== Data in this exercise
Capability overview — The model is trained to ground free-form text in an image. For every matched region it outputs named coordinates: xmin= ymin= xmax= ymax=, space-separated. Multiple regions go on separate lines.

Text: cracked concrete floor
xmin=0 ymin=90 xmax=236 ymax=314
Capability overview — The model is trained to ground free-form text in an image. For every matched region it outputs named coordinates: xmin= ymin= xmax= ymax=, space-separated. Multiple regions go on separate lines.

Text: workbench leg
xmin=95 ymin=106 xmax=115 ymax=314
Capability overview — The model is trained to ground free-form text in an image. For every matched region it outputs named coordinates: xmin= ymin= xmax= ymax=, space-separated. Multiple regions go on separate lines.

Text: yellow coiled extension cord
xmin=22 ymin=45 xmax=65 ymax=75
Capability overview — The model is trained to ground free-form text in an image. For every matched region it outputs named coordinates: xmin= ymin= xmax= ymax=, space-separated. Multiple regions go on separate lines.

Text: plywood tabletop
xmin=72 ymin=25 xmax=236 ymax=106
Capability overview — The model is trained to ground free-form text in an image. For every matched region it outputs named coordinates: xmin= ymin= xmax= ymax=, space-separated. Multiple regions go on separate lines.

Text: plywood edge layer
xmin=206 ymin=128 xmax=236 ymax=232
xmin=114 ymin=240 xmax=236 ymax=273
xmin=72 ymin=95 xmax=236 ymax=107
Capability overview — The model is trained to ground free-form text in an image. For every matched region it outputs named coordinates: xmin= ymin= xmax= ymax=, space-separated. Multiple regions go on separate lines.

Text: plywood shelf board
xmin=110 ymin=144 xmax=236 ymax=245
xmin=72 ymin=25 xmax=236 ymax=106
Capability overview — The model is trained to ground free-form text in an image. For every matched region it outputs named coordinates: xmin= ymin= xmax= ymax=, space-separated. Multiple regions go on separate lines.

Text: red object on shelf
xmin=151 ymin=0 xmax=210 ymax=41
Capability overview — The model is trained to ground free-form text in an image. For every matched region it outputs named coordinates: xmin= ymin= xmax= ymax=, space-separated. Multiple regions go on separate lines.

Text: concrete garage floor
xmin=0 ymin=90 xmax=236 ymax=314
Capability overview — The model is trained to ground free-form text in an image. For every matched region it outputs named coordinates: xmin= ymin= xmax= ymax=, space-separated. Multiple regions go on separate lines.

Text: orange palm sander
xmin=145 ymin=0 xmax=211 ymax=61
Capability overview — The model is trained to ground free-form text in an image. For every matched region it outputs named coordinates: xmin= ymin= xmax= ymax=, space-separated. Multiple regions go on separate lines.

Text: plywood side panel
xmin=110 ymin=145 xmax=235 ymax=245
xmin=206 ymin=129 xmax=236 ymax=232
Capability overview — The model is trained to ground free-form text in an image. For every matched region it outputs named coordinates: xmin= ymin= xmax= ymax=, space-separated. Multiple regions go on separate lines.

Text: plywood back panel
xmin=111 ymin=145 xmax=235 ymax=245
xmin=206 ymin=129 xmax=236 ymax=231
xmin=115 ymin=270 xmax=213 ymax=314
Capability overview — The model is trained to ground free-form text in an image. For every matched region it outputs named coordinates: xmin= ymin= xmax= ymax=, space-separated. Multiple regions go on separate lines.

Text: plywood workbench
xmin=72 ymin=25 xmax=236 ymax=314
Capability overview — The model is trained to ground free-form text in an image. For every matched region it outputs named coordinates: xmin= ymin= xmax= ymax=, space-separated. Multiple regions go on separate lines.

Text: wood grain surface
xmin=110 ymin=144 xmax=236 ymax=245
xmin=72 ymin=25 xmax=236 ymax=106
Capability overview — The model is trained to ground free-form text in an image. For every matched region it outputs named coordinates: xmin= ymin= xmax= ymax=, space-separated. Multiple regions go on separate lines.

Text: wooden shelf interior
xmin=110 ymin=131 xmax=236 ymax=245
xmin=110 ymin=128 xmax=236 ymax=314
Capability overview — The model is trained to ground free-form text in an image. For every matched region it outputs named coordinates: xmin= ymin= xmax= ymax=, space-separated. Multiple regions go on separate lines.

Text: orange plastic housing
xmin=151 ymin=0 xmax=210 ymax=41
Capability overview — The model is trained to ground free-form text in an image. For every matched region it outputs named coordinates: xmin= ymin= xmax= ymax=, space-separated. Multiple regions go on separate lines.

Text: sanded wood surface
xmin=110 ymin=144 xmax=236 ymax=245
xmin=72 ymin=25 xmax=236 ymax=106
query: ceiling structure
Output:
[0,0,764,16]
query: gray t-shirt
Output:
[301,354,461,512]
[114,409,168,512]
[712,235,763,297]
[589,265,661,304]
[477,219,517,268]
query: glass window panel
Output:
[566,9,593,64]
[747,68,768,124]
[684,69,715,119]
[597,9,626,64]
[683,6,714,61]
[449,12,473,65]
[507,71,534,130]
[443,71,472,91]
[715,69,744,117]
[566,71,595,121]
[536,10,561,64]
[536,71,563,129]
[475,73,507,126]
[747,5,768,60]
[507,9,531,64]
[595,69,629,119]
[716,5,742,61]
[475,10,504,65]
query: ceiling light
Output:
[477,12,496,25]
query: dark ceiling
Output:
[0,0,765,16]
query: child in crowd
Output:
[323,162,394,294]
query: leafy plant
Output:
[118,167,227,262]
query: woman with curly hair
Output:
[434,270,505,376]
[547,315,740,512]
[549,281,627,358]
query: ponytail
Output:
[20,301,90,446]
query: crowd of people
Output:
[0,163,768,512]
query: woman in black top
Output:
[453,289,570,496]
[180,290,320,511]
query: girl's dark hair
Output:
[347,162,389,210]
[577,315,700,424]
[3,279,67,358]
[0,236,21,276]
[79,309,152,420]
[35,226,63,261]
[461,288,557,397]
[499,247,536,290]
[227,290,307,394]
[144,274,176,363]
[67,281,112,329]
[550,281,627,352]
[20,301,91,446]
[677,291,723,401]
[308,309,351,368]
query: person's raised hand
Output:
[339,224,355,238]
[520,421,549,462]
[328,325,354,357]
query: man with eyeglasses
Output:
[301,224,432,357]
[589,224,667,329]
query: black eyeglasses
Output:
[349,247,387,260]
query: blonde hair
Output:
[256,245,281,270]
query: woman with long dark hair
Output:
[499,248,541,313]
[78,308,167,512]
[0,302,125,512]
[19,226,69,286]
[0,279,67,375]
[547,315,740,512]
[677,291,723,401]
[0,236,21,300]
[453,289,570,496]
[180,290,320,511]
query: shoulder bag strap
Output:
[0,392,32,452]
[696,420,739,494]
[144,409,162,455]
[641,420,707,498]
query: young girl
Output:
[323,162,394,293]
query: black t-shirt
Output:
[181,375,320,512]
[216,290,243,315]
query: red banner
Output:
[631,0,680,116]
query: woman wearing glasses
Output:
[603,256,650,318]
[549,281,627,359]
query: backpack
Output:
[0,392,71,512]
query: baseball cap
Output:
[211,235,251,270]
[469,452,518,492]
====
● Do this:
Output every line of the rows, from the very first line through the line containing "xmin=22 ymin=45 xmax=65 ymax=75", with both ends included, as a numbered list, leaving out blank lines.

● Solved exercise:
1. Capability overview — The model is trained to ground free-form text in an image. For every matched region it outputs named coordinates: xmin= ymin= xmax= ymax=, space-separated. Multiple regions go on separate lines.
2. Text: cracked concrete floor
3. xmin=0 ymin=90 xmax=236 ymax=314
4. Capability overview — The model is trained to ground free-form text in an image. For every matched region it outputs named coordinates: xmin= ymin= xmax= ymax=, space-separated. Multiple regions go on separate lines.
5. Text: workbench leg
6. xmin=95 ymin=106 xmax=115 ymax=314
7. Capability overview — The model is trained to ground free-form text in an image. For every matched region it outputs named coordinates: xmin= ymin= xmax= ymax=, space-separated. Multiple regions go on separate lines.
8. Text: yellow coiled extension cord
9. xmin=22 ymin=45 xmax=65 ymax=75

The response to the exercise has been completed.